>> begin Data excerpts
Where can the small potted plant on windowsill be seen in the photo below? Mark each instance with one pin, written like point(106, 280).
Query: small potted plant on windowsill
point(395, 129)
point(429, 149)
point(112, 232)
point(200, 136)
>> end Data excerpts
### The problem
Please write out the material above again, swapping "windowsill" for "shelf" wherever it occurs and changing nothing else.

### Answer in full
Where can the small potted plant on shelf be seen in the photo below? Mark each instance with one pin, written like point(106, 280).
Query: small potted plant on shelf
point(395, 129)
point(429, 149)
point(112, 232)
point(200, 136)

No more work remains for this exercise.